> [Yapılacaklar]
A) Plan ve Bütçe Komisyonu haberine göre şu soruları yanıtlayın:
(i) Komisyona kim başkanlık ediyor?
(ii) Sayıştay raporu görüşülecek kurum hangisi?
(iii) Korutürk, Bozkır'ın neyini kutladı?
B) Komisyondaki 2015 bütçe görüşmelerini anlatan haberi, son cümlesinden sonrasını yazarak sürdürür müsünüz?

> [Verilen Metin]

2014-11-24 - 12:36
2015 YILI BÜTÇESİ TBMM PLAN VE BÜTÇE KOMİSYONU'NDA...
TBMM Plan ve Bütçe Komisyonu'nda, Dışişleri Bakanlığı ile Avrupa Birliği Bakanlığı'nın 2015 yılı bütçeleri kabul edildi.
TBMM Plan ve Bütçe Komisyonu'nda, Dışişleri Bakanlığı ile Avrupa Birliği Bakanlığı'nın 2015 yılı bütçesinin görüşülmesine başlandı.

AK Parti Manisa Milletvekili Recai Berber başkanlığındaki komisyonda Dışişleri Bakanlığı, Avrupa Birliği Bakanlığı ve Türk Akreditasyon Kurumu'nun bütçeleri ile Avrupa Birliği Eğitim ve Gençlik Programları Merkezi Başkanlığı'nın Sayıştay raporu görüşülecek.

Dışişleri Bakanı Mevlüt Çavuşoğlu ve Avrupa Birliği Bakanı Volkan Bozkır salona gelişlerinde komisyon üyeleriyle tokalaştılar. Bu sırada Avrupa Birliği Bakanı Bozkır, CHP'li Rıza Türmen, Faruk Loğoğlu ve Osman Korutürk ile kısa süre sohbet etti. Korutürk, Bozkır'ın iki gün önceki doğum gününü kutladı.

[Bir işaretleme veri kümesinden öğeler]
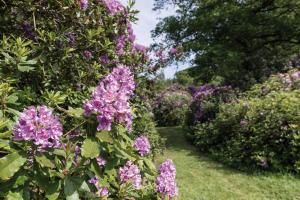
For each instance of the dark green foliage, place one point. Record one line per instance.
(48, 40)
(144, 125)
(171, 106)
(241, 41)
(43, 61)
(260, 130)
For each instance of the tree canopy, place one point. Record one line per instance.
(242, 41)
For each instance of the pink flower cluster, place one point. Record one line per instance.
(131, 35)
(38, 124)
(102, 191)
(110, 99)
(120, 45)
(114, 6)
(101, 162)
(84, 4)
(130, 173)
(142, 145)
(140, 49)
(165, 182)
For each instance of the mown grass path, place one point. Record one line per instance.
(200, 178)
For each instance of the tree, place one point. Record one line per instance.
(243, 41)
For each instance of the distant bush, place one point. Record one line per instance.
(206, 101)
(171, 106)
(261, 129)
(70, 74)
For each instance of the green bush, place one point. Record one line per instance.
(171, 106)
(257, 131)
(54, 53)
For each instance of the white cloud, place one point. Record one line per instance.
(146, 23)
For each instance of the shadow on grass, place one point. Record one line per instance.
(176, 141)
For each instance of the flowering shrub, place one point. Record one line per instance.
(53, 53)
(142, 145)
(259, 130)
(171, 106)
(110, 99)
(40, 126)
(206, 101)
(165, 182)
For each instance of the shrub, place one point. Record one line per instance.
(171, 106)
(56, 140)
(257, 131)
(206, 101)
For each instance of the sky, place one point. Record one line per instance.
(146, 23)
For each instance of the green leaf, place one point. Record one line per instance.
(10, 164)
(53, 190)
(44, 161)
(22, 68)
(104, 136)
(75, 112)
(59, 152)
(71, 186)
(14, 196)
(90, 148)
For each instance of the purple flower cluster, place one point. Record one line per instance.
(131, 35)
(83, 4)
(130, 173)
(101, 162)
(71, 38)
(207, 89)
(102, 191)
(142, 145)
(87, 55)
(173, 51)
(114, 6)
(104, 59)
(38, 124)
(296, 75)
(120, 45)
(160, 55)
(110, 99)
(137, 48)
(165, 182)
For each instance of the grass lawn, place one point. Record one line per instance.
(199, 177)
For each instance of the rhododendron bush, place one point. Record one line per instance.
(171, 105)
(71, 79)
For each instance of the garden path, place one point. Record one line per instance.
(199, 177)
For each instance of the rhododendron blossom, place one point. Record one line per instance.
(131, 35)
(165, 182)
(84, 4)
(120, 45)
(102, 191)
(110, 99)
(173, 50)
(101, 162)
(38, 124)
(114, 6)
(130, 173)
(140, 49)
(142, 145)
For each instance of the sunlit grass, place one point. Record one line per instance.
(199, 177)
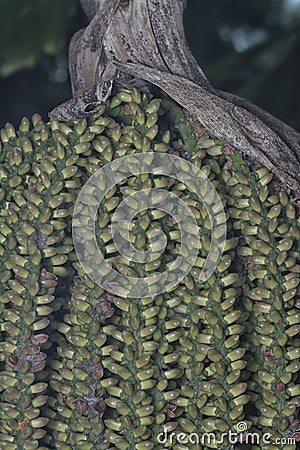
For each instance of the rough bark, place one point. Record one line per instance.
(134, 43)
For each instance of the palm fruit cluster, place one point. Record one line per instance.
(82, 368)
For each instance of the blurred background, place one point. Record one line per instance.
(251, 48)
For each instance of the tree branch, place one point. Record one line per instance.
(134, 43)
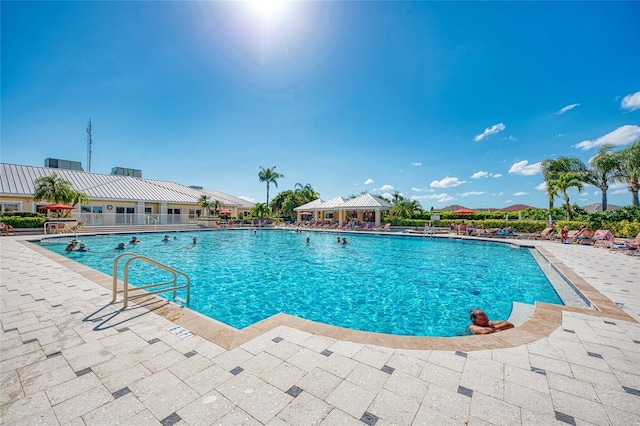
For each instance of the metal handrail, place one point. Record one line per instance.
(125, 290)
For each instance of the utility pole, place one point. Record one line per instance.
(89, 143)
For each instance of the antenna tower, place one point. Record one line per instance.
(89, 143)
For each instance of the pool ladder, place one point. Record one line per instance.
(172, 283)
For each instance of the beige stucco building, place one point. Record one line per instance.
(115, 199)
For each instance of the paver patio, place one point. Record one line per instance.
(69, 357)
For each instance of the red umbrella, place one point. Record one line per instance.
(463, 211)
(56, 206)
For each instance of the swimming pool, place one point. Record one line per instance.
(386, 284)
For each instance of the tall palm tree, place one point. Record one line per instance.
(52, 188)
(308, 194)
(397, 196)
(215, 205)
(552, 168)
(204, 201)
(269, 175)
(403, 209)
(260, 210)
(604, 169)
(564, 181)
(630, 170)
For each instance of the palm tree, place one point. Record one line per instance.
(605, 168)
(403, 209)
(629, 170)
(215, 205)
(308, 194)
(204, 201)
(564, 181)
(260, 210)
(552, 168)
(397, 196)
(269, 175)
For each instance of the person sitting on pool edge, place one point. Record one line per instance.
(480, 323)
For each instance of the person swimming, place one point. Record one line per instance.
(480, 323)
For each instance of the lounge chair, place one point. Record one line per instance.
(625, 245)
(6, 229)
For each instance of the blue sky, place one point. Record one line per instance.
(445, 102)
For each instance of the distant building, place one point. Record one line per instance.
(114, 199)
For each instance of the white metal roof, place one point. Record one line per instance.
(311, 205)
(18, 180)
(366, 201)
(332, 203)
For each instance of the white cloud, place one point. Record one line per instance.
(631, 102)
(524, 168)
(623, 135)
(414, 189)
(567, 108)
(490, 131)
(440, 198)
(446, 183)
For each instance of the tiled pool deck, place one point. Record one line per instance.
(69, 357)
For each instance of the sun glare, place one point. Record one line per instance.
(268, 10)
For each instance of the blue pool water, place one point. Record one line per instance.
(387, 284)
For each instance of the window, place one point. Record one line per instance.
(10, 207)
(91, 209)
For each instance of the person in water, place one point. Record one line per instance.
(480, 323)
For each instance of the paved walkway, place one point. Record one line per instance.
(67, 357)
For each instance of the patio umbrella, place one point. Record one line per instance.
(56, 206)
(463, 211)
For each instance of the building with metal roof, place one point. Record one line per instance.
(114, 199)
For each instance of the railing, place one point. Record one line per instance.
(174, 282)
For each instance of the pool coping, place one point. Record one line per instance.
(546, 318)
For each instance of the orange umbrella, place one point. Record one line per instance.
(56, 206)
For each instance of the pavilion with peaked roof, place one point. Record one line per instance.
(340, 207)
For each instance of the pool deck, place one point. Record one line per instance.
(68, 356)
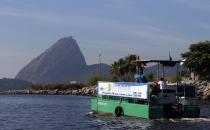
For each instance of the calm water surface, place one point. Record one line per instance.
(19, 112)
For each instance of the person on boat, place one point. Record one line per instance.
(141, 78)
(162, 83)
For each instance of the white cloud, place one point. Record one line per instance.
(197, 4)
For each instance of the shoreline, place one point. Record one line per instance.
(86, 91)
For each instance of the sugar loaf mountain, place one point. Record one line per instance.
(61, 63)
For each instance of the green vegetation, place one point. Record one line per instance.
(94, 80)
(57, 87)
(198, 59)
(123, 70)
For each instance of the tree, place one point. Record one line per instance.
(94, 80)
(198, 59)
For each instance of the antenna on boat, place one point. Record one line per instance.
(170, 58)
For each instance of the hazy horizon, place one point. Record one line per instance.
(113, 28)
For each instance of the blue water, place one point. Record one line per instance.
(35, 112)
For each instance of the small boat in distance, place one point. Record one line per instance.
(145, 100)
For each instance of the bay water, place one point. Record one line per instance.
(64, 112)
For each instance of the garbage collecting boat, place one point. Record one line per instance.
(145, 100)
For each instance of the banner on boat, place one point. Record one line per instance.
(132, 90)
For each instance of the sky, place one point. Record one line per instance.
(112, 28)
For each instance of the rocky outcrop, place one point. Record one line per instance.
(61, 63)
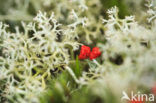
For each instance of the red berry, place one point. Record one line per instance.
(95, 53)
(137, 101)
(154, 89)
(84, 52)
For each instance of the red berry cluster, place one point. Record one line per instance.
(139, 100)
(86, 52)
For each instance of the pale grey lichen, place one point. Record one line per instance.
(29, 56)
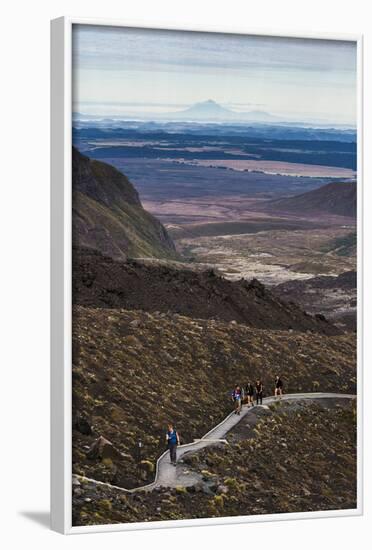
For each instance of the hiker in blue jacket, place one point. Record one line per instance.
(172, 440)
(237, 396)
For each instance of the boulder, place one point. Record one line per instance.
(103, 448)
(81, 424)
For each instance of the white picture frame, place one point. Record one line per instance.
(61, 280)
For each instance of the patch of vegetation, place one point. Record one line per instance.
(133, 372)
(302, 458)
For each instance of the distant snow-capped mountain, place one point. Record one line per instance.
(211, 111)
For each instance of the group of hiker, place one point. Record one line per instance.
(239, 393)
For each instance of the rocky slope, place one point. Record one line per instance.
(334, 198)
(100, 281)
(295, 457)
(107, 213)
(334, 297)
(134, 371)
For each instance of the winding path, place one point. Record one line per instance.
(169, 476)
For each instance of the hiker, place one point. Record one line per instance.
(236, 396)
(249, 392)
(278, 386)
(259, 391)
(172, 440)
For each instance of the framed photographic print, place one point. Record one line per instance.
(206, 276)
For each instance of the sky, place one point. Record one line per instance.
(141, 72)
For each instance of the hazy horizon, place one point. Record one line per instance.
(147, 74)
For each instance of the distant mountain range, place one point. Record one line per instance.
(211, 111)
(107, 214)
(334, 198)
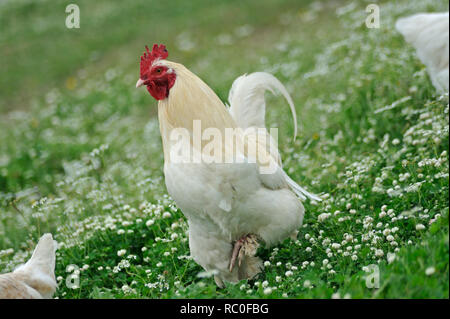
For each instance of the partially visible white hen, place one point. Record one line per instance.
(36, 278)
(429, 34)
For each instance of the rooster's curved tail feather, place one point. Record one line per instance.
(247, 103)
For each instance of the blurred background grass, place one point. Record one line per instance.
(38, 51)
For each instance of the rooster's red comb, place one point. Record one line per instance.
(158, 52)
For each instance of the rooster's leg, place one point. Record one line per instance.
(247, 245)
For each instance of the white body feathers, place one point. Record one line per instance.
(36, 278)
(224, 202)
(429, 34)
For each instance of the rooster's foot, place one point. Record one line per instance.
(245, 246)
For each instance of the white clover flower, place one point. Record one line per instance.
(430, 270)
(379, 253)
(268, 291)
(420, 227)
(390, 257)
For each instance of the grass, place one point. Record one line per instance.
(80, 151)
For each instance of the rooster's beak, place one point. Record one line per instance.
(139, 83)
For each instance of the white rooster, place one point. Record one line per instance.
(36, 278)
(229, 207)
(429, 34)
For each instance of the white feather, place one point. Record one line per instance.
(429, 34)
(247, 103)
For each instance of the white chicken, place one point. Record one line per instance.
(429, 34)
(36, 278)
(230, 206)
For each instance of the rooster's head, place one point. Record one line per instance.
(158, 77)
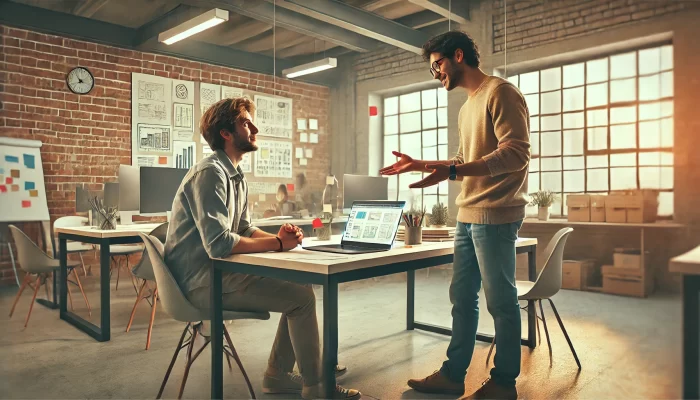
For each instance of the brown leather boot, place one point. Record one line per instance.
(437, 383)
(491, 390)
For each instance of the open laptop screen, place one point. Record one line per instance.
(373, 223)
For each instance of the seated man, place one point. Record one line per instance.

> [Görev Yanıtları]
A)
(i) AK Parti Manisa Milletvekili Recai Berber
(ii) Avrupa Birliği Eğitim ve Gençlik Programları Merkezi Başkanlığı
(iii) İki gün önceki doğum gününü

B)
CHP Denizli Milletvekili Adnan Keskin görüşmeler öncesinde usule ilişkin söz alarak, dış politikada önemli gelişmeler yaşandığını belirterek, üyelerin görüşmeler bölümündeki konuşma sürelerinin 20 dakikaya uzatılmasını istedi. Keskin, Edirne Valisi Dursun Şahin'in Büyük Sinagog'a ilişkin açıklamalarını da eleştirerek, Dışişleri Bakanlığı'nın buna gerekli tepkiyi vermediğini savundu. Keskin, Vali Şahin'in görevden alınmasını da talep etti.

Bazı muhalefet partisine mensup milletvekilleri de usül bakımından söz alarak, Dışişleri Bakanlığı ile Avrupa Birliği Bakanlığı bütçelerinin ayrı ayrı oturumlarda görüşüleceğine ilişkin duyuru yapıldığını belirterek, toplantı öncesinde görüşmelerin tek oturumda gerçekleştirilmesi kararı alınmasını eleştirdiler.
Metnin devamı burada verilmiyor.